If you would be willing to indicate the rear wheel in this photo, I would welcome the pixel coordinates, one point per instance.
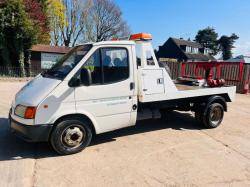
(212, 117)
(71, 136)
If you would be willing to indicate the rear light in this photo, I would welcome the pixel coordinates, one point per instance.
(25, 112)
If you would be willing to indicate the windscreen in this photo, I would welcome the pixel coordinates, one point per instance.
(67, 63)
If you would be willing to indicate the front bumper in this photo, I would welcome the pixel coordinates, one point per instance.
(30, 133)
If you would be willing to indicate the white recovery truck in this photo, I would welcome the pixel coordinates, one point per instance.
(104, 86)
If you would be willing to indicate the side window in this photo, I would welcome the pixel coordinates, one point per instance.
(115, 64)
(138, 49)
(149, 58)
(94, 65)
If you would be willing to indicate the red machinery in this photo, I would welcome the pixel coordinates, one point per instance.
(207, 67)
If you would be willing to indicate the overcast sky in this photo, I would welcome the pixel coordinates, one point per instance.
(183, 18)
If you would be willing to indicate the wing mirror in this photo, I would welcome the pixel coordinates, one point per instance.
(85, 77)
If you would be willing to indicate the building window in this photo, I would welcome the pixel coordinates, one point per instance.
(195, 50)
(206, 51)
(188, 49)
(149, 58)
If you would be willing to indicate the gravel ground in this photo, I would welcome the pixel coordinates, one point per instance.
(175, 152)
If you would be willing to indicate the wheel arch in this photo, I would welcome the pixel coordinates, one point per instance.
(216, 99)
(78, 115)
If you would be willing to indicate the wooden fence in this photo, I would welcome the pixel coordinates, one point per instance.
(228, 72)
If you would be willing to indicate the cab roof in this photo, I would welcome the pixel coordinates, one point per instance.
(117, 42)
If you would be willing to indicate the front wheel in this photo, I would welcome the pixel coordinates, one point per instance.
(71, 136)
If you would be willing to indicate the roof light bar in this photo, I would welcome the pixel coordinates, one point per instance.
(141, 36)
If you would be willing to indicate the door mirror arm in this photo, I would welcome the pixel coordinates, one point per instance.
(74, 82)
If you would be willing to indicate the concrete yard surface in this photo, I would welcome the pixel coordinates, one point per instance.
(172, 152)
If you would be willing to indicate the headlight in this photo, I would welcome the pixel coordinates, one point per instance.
(25, 112)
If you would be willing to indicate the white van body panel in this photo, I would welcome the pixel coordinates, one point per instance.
(35, 91)
(59, 102)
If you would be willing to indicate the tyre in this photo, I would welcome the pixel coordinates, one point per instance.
(213, 116)
(71, 136)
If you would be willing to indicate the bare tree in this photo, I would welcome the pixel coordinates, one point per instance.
(104, 21)
(76, 12)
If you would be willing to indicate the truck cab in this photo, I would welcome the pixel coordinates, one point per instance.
(101, 87)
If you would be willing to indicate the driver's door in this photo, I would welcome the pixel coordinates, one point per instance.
(109, 98)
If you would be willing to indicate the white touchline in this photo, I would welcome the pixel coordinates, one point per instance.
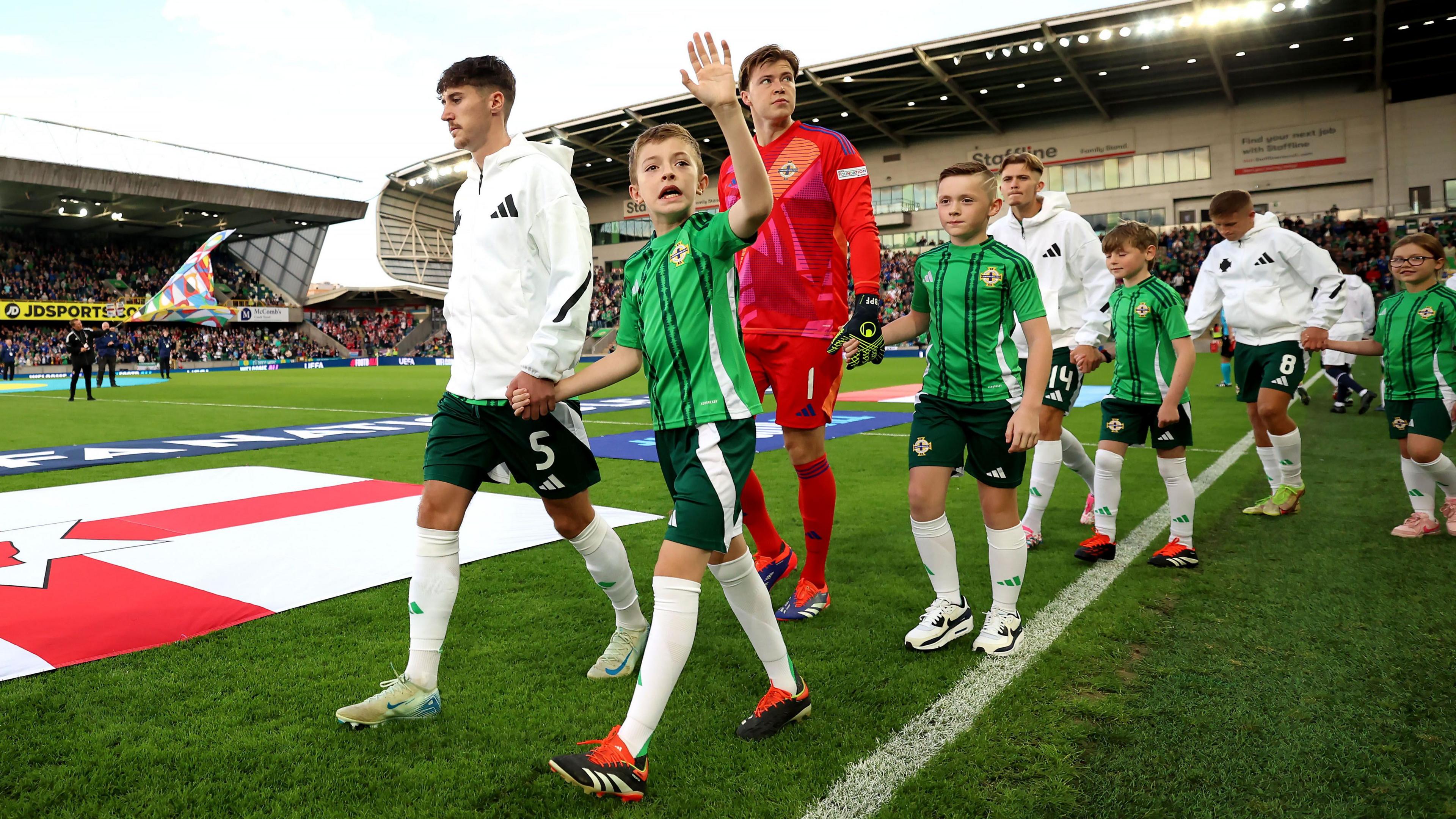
(868, 784)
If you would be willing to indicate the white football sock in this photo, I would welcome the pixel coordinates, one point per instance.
(1075, 458)
(1270, 461)
(431, 598)
(1046, 463)
(675, 615)
(1443, 473)
(1180, 497)
(1008, 562)
(937, 546)
(1420, 486)
(749, 599)
(608, 563)
(1288, 448)
(1109, 492)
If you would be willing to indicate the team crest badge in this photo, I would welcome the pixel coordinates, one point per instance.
(679, 254)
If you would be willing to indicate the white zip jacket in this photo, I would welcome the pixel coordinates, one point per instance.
(1071, 270)
(520, 283)
(1272, 285)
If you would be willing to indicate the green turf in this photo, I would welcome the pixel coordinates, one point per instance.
(1301, 671)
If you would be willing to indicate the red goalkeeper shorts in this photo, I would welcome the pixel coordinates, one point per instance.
(803, 375)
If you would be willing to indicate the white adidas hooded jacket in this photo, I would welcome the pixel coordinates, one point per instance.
(520, 286)
(1071, 270)
(1272, 285)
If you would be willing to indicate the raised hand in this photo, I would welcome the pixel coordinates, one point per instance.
(715, 79)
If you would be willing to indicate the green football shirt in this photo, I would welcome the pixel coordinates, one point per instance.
(972, 295)
(1147, 318)
(679, 308)
(1419, 336)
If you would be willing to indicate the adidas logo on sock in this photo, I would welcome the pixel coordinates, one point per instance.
(506, 209)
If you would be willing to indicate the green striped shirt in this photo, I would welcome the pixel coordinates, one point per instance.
(1419, 336)
(1147, 318)
(679, 308)
(972, 295)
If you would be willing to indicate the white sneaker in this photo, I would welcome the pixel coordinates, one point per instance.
(400, 700)
(941, 623)
(622, 655)
(999, 634)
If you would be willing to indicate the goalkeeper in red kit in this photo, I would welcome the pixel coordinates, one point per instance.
(792, 304)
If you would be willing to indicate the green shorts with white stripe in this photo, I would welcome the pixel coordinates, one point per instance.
(705, 468)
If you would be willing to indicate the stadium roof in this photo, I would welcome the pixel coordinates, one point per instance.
(1097, 63)
(67, 178)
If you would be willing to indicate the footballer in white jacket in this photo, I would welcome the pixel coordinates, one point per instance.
(1075, 289)
(1279, 293)
(520, 289)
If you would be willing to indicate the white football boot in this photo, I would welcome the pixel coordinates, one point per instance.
(622, 655)
(999, 634)
(400, 700)
(941, 623)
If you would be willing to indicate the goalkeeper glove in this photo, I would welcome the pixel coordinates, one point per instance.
(863, 327)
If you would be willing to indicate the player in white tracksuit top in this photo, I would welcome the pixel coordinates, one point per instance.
(518, 304)
(1075, 289)
(1280, 293)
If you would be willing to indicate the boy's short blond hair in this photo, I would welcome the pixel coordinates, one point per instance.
(1028, 159)
(991, 183)
(662, 135)
(1129, 235)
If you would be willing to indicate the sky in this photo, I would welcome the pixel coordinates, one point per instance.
(347, 86)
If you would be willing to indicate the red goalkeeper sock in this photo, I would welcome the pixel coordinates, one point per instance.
(817, 508)
(766, 540)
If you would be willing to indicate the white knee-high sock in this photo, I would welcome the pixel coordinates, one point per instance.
(1046, 463)
(1270, 461)
(1008, 562)
(1420, 486)
(1075, 458)
(675, 615)
(1109, 492)
(431, 598)
(937, 546)
(608, 563)
(749, 599)
(1443, 473)
(1288, 449)
(1180, 497)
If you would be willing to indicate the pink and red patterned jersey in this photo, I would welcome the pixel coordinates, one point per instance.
(794, 278)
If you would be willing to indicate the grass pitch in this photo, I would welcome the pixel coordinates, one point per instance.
(1304, 670)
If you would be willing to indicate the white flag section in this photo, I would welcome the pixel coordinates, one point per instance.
(166, 557)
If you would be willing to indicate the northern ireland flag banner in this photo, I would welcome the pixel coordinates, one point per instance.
(168, 557)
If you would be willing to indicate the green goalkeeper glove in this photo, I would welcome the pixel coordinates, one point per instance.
(864, 327)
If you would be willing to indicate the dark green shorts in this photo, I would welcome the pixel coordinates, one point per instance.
(1129, 423)
(1065, 382)
(943, 432)
(551, 454)
(1430, 417)
(705, 468)
(1274, 366)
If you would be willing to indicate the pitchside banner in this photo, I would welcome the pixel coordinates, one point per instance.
(168, 557)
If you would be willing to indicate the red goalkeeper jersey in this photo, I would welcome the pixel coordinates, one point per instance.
(794, 278)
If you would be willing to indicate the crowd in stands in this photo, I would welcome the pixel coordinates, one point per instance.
(46, 344)
(369, 331)
(38, 266)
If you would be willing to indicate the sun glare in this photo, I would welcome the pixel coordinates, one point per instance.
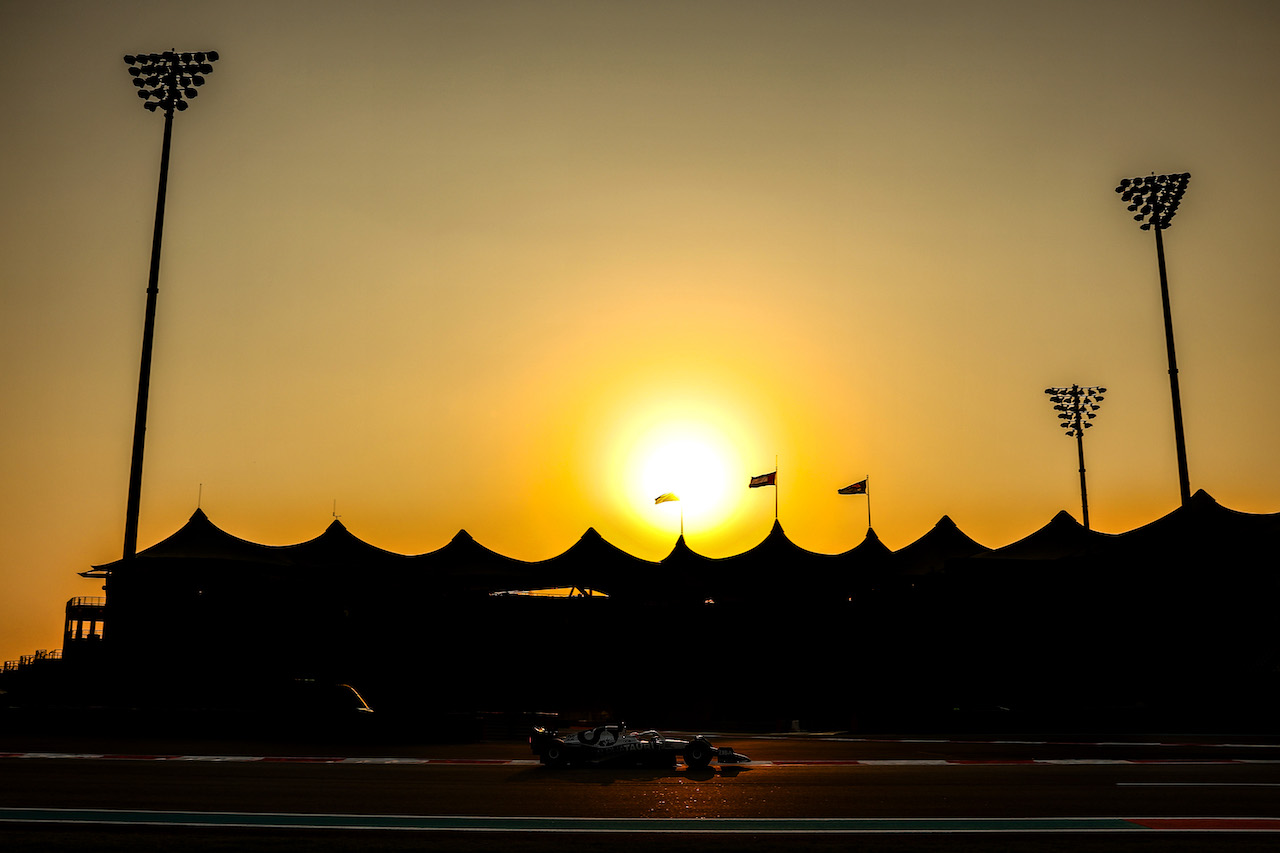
(695, 464)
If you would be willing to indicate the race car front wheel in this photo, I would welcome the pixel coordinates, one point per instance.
(553, 756)
(698, 755)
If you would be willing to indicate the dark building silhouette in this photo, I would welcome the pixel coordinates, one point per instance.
(1169, 620)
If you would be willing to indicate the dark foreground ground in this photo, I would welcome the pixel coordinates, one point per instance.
(1045, 792)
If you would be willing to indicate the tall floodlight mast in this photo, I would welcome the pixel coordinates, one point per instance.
(1077, 407)
(1153, 201)
(165, 82)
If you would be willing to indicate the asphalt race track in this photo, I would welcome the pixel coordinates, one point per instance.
(800, 792)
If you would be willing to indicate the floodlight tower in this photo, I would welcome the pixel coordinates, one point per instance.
(165, 82)
(1153, 201)
(1075, 407)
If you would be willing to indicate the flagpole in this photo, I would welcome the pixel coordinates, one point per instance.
(868, 501)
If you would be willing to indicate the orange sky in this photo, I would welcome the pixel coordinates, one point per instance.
(492, 265)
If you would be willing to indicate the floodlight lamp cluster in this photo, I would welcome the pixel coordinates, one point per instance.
(1153, 200)
(168, 81)
(1077, 406)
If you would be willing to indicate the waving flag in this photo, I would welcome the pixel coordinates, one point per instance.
(855, 488)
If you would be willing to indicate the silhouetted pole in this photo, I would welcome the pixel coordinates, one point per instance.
(163, 81)
(1077, 406)
(1157, 197)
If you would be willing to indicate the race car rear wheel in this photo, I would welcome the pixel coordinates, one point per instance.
(698, 755)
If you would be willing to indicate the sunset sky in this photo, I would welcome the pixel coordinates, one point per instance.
(520, 268)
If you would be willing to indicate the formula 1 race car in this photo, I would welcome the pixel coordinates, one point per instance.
(615, 746)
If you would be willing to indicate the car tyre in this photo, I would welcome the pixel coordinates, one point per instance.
(553, 756)
(698, 755)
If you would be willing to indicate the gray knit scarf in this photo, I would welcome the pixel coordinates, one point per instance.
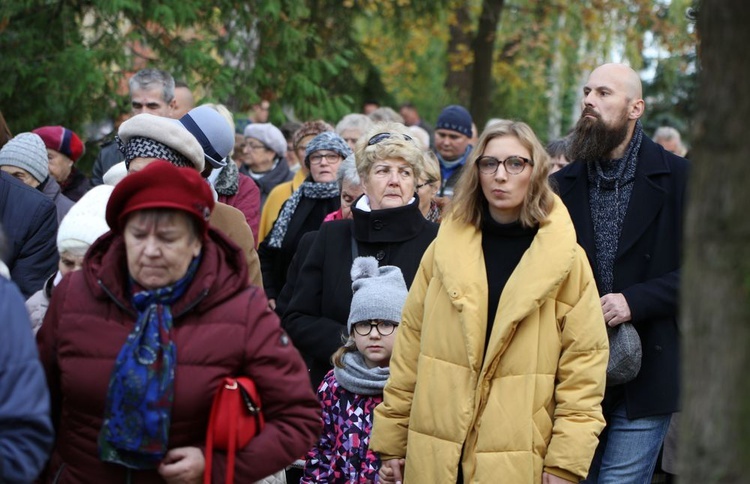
(610, 187)
(356, 377)
(308, 189)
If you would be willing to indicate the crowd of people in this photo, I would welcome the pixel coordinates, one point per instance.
(414, 302)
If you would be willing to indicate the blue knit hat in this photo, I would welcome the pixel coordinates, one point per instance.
(327, 140)
(455, 118)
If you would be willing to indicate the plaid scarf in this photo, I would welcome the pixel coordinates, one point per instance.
(308, 189)
(138, 410)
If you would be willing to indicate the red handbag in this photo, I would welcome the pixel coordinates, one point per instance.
(236, 418)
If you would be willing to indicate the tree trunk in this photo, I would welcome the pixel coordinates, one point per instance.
(484, 48)
(458, 81)
(715, 426)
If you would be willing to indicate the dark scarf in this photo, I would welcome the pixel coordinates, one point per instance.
(138, 410)
(308, 189)
(358, 378)
(610, 186)
(228, 181)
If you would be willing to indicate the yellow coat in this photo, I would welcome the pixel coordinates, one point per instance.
(532, 403)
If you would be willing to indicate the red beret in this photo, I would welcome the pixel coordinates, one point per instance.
(161, 185)
(63, 140)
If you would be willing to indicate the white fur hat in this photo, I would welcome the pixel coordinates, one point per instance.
(85, 221)
(166, 131)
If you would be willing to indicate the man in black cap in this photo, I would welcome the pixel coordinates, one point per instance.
(452, 145)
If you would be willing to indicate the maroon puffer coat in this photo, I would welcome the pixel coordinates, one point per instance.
(222, 327)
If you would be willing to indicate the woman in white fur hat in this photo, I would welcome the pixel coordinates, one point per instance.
(83, 224)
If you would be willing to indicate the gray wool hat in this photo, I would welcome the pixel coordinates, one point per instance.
(269, 135)
(27, 151)
(213, 133)
(327, 140)
(379, 292)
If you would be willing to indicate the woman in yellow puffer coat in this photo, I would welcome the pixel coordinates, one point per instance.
(499, 367)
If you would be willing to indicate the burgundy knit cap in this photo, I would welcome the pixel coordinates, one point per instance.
(161, 185)
(63, 140)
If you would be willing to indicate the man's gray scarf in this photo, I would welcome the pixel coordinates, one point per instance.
(610, 187)
(308, 189)
(356, 377)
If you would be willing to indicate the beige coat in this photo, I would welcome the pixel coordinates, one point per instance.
(532, 403)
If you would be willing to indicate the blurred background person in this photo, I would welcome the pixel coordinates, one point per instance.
(350, 186)
(80, 228)
(520, 396)
(304, 211)
(26, 433)
(283, 191)
(453, 132)
(557, 151)
(64, 149)
(183, 100)
(265, 148)
(25, 158)
(669, 138)
(352, 127)
(136, 344)
(386, 224)
(152, 92)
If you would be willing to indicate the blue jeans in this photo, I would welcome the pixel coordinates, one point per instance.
(628, 449)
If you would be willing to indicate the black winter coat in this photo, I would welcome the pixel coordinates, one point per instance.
(646, 270)
(319, 307)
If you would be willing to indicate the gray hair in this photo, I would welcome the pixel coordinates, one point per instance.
(357, 121)
(348, 172)
(147, 79)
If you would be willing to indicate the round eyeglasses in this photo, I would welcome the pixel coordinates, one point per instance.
(364, 328)
(514, 165)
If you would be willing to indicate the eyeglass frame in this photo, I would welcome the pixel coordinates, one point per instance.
(502, 162)
(375, 139)
(327, 157)
(374, 324)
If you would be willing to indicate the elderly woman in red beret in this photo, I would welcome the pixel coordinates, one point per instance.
(136, 344)
(64, 149)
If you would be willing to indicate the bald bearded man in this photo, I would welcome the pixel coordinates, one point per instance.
(626, 196)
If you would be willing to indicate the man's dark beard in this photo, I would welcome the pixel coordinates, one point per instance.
(593, 140)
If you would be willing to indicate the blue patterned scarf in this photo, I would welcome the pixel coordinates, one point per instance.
(138, 411)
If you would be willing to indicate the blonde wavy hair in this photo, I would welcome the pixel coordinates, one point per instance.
(399, 146)
(468, 201)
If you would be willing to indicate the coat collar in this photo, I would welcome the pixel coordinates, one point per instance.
(460, 264)
(646, 200)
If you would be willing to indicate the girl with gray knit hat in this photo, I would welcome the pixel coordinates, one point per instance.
(350, 392)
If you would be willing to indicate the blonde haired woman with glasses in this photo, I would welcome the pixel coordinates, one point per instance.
(499, 365)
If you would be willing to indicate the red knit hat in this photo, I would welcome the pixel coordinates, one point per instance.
(161, 185)
(63, 140)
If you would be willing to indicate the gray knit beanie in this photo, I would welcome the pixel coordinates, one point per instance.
(27, 151)
(379, 292)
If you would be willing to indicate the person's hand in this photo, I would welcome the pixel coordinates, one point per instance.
(615, 308)
(391, 471)
(183, 465)
(553, 479)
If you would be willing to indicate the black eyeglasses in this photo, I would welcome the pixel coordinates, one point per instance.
(514, 165)
(381, 136)
(364, 328)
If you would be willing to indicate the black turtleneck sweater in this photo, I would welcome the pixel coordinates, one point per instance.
(503, 246)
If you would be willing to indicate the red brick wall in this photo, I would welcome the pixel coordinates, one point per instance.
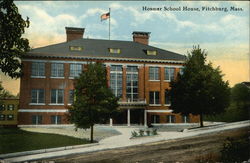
(28, 83)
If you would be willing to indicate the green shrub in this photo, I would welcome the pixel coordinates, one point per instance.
(141, 132)
(154, 132)
(148, 132)
(134, 134)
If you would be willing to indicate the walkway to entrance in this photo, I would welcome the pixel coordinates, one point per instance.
(124, 140)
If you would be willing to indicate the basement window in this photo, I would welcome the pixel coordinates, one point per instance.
(151, 52)
(115, 50)
(75, 48)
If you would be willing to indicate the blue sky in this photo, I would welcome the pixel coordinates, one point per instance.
(225, 35)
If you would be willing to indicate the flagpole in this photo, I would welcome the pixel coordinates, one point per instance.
(109, 22)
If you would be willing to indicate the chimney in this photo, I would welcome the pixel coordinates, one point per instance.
(74, 33)
(141, 37)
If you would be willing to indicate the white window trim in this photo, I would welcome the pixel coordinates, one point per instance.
(155, 80)
(42, 77)
(56, 97)
(36, 103)
(53, 77)
(43, 110)
(159, 111)
(154, 104)
(154, 99)
(37, 93)
(53, 104)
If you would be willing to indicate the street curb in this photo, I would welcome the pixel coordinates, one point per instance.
(17, 154)
(247, 122)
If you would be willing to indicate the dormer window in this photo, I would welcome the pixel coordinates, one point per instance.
(151, 52)
(75, 48)
(115, 50)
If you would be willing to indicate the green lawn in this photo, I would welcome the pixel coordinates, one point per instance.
(16, 140)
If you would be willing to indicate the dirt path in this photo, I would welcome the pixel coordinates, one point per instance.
(181, 150)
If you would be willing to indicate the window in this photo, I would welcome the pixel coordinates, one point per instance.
(2, 117)
(10, 107)
(57, 70)
(116, 80)
(75, 70)
(38, 69)
(10, 117)
(169, 74)
(75, 48)
(181, 71)
(2, 107)
(170, 119)
(167, 97)
(155, 119)
(115, 50)
(57, 96)
(56, 119)
(37, 119)
(154, 98)
(185, 118)
(37, 96)
(154, 73)
(71, 96)
(151, 52)
(132, 83)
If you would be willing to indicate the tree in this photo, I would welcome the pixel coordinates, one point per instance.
(94, 102)
(4, 93)
(240, 102)
(12, 45)
(200, 89)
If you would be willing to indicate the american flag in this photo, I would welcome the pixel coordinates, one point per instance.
(105, 16)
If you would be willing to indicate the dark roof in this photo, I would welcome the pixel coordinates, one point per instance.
(246, 84)
(140, 33)
(97, 48)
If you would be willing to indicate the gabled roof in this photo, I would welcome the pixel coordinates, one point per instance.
(97, 48)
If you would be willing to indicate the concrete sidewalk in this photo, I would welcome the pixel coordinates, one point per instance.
(124, 140)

━━━━━━━━

### Task objective:
Write out once more the lines above beginning at the line with "If you would be willing to indicate the chimney"; continue through the final line and stop there.

### Task answer:
If you would be willing to indicate the chimney in this photo, I would welcome the pixel coordinates, one point per instance.
(74, 33)
(141, 37)
If you would be willing to indicate the white window trim in this photo, I would welcome the pixel coordinates, one point per instance.
(155, 80)
(42, 77)
(56, 97)
(36, 103)
(53, 77)
(43, 110)
(159, 111)
(154, 104)
(154, 99)
(37, 93)
(53, 104)
If you would be willing to indicate the street curb in this photo, I would welcome the pixel coordinates, one point per instance.
(17, 154)
(247, 122)
If you would be willing to indicate the dormer window in this photo, I would welcome the pixel coordinates, one point per instance.
(151, 52)
(75, 48)
(115, 50)
If you would be willing to indicate the green lawn in this photo, I would welcome the pixel coordinates, one point per instance.
(16, 140)
If you would be willing to indicate the dirt path in this photo, I would welcome the pixel coordinates, one point per instance.
(181, 150)
If you would be willing to indicate the window in this photo, I would welcome the pixel coordinates, one point per instance.
(2, 117)
(10, 107)
(57, 70)
(116, 80)
(75, 70)
(38, 69)
(10, 117)
(169, 74)
(75, 48)
(181, 71)
(2, 107)
(170, 119)
(167, 97)
(155, 119)
(115, 50)
(57, 96)
(56, 119)
(37, 119)
(154, 98)
(185, 118)
(37, 96)
(154, 73)
(71, 96)
(151, 52)
(132, 83)
If you would be willing to indicate the tree in this photo, I would welcome the pixel coordinates, one point per instance.
(94, 102)
(4, 93)
(240, 102)
(12, 45)
(200, 89)
If you would be willing to indicate the american flag in this photo, I would welcome the pixel coordinates, one point per instance.
(105, 16)
If you would be willing to indicate the dark roof in this photo, I would welcome the pixel coordinates, one point per instance.
(246, 84)
(140, 33)
(97, 48)
If you would be willing to indicate the gabled roof in this photo, I would welcome the pixel coordinates, one point per instance.
(97, 48)
If you would be willing to indicate the concrete sidewalk in this photo, I would welcome the pixel coordinates, one point per instance.
(124, 140)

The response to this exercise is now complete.